### DOCUMENT SEGMENT
○ ○ ○

Well, congratulate me. I’m now an official Euler blockhead. Technically, I’m a Euler Level 2 Cube, but blockhead seems more appropriate ;-) since a Cube is 50 problems below a Level 3 *Novice* octohedron.

Euler Problem 52 put me over the top, with 50+ problems solved. Problem 52 asks:

‘contain exactly the same digits, but in a different order.

‘

‘Find the smallest positive integer, x, such that 2x, 3x, 4x, 5x,

‘and 6x, contain the same digits.

Absolute brute force. Little imagination. Going for that blockhead gusto. 4.9 seconds on my MacBook Pro running Parallels. I got tired of the Mac Excel VBE is a big way. It’s stuck at VBA5, and things like SmartIndenter don’t work there. Anyway, here’s my code:

Dim i As Variant

Dim SAT As Boolean

Dim Answer As String

Dim T As Single

Dim TEMP As Variant

T = Timer

SAT = False

i = 1

Do

TEMP = SortString(i)

If TEMP = SortString(i * 2) Then

If TEMP = SortString(i * 3) Then

If TEMP = SortString(i * 4) Then

If TEMP = SortString(i * 5) Then

If TEMP = SortString(i * 6) Then

SAT = True

Answer = i

End If

End If

End If

End If

End If

i = i + 1

Loop Until SAT

Debug.Print Answer; ” Time:”; Timer – T

End Sub

Here’s my SortString() function, which may show *some* imagination, and gets used again. It places alphanumerics in order. I use it as above to see if strings have the same content, but in a different order.

Dim i As Long

Dim j As Long

Dim TEMP As String * 1

j = 1

For i = Len(str) – 1 To 1 Step -1

str = Left(str, 2 * j – 1) & Chr(32) & Right(str, i)

j = j + 1

Next i

str = Split(str)

For i = LBound(str) To UBound(str) – 1

For j = i + 1 To UBound(str)

If str(i) > str(j) Then

TEMP = str(j)

str(j) = str(i)

str(i) = TEMP

End If

Next j

Next i

For i = LBound(str) To UBound(str)

SortString = SortString & str(i)

Next i

End Function

No grief about the bubble sort now ;-) . These strings are a dozen or so characters long…

…mrt

Change this line

i = 150000

and see what you get. There has to be a clue in there for a shortcut.

You don’t need to sort numerals within numbers. You only need to iterate through the numerals in the first number, deleting one matching numeral (if any found) in the second, then checking whether the second becomes “” upon completion.

Also, if x, 2x,…, 6x must all have the same number of places, then

(log(x) / log(10)) mod 1 .LT. log(1 + 1 / 3) / log(10)

so once x exceeds 133…33, you might as well increment directly as

x = 10 ^ Int(1 + log(x) / log(10)) + 1

Oops. Make that log(1 + 2 / 3) and 1.66…66.

Hi fzz –

That’s my IsPanDigital function. How’d you know? You must be looking over my shoulder ;-)

○ ○ ○

### DATA EXCERPTS
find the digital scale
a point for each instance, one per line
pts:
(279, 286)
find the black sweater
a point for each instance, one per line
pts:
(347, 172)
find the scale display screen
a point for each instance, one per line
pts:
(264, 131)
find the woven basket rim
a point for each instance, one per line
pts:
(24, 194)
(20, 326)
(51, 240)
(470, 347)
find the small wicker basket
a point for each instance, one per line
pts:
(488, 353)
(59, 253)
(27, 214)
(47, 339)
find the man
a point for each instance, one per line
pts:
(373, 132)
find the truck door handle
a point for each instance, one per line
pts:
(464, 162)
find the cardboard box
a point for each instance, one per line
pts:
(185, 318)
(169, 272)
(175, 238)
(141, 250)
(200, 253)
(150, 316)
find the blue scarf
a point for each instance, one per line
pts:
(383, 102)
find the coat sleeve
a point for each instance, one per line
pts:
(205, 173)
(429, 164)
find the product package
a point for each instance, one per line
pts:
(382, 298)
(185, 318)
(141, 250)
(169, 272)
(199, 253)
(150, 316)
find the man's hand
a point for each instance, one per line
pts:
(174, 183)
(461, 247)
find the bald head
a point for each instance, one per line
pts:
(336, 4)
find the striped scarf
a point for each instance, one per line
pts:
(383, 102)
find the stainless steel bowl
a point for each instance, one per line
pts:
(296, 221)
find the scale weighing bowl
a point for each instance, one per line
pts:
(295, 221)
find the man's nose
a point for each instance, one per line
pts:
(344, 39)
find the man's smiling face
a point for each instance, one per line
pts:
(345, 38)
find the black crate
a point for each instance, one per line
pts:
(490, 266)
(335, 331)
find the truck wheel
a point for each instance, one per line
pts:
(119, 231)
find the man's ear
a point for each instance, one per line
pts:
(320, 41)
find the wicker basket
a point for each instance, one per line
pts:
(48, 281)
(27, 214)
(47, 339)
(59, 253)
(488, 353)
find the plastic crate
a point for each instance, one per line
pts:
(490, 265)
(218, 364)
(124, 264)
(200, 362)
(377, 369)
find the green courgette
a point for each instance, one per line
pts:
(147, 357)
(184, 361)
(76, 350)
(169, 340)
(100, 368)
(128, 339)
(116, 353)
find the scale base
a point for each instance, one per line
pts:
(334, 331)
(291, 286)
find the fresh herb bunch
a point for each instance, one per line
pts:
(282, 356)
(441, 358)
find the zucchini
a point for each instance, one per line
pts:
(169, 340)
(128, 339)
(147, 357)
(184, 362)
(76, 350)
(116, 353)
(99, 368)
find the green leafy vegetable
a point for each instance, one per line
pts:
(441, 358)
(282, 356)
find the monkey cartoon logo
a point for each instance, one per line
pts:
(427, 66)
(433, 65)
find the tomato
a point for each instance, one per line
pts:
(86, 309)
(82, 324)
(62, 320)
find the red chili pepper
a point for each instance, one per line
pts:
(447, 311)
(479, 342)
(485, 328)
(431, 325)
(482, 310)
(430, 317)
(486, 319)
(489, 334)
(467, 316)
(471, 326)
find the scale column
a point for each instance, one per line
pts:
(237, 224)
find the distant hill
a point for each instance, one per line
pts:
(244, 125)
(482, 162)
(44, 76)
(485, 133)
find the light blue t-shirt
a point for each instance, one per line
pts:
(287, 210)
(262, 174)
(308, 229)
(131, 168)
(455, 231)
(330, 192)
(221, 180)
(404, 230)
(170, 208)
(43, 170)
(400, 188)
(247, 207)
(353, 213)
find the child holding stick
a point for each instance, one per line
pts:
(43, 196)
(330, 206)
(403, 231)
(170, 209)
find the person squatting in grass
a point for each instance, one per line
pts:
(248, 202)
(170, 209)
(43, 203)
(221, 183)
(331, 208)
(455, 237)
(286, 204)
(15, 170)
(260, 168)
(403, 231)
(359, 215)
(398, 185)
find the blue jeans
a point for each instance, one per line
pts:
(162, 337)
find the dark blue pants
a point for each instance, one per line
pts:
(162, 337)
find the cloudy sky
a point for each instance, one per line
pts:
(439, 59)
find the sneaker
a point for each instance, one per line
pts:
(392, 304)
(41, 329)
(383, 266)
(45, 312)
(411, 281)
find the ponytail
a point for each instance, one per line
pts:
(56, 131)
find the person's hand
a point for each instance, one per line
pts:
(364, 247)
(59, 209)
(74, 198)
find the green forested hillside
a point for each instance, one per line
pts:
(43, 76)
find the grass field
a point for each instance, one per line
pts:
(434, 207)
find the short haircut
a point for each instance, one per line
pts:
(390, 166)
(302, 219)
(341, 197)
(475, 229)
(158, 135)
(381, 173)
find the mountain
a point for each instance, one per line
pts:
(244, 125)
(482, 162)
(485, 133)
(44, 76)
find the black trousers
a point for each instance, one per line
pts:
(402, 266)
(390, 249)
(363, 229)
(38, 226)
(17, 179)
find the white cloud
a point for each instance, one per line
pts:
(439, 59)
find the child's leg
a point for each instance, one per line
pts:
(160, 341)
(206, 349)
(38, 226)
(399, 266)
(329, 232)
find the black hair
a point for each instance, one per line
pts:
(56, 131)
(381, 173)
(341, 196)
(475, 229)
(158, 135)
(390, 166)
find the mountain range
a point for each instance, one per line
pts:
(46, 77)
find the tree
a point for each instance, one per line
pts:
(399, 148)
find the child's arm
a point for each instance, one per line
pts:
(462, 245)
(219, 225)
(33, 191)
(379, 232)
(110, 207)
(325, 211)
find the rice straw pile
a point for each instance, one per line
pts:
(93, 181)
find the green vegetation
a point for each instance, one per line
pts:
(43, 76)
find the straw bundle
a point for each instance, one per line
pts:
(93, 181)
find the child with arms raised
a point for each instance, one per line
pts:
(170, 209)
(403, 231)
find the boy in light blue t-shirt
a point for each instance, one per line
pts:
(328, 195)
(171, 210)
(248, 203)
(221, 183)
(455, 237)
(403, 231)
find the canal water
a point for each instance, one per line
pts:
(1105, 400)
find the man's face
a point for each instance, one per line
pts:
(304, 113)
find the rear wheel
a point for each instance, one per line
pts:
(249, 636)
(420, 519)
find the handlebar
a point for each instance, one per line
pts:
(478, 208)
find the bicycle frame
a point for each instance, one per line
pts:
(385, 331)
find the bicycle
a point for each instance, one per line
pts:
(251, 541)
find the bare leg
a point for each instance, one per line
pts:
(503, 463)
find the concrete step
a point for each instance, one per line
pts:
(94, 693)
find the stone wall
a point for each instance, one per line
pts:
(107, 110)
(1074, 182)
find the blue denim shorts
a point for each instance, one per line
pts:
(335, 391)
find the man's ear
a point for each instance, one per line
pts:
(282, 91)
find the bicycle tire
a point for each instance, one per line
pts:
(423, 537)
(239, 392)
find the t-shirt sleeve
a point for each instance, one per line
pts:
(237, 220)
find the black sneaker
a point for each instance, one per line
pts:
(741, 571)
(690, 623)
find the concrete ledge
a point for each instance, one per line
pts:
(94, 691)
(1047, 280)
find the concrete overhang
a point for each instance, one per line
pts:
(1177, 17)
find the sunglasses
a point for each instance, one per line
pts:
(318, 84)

○ ○ ○

### REQUESTS
1 > Please write out the part of the Euler Problem 52 thread starting at "Change this line" and ending at "3) / log(10)".
2 > In the Euler Problem 52 thread, why does the poster say the bubble sort in SortString shouldn't draw criticism? Answer in one to three sentences.
3 > Decide whether each statement agrees with the Euler Problem 52 thread. Answer yes or no for each, and quote the deciding words.
(a) The brute-force code ran in 4.9 seconds on a MacBook Pro running Parallels.
(b) SmartIndenter works in the Mac Excel VBE.
(c) One reply says the numerals within numbers don't have to be sorted.

### OUTPUTS BY TASK
1 >
Change this line

i = 150000

and see what you get. There has to be a clue in there for a shortcut.

You don’t need to sort numerals within numbers. You only need to iterate through the numerals in the first number, deleting one matching numeral (if any found) in the second, then checking whether the second becomes “” upon completion.

Also, if x, 2x,…, 6x must all have the same number of places, then

(log(x) / log(10)) mod 1 .LT. log(1 + 1 / 3) / log(10)

2 > The strings it sorts are only a dozen or so characters long, so a bubble sort is good enough for them.

3 >
(a) Yes: "4.9 seconds on my MacBook Pro running Parallels."
(b) No: "things like SmartIndenter don’t work there."
(c) Yes: "You don’t need to sort numerals within numbers."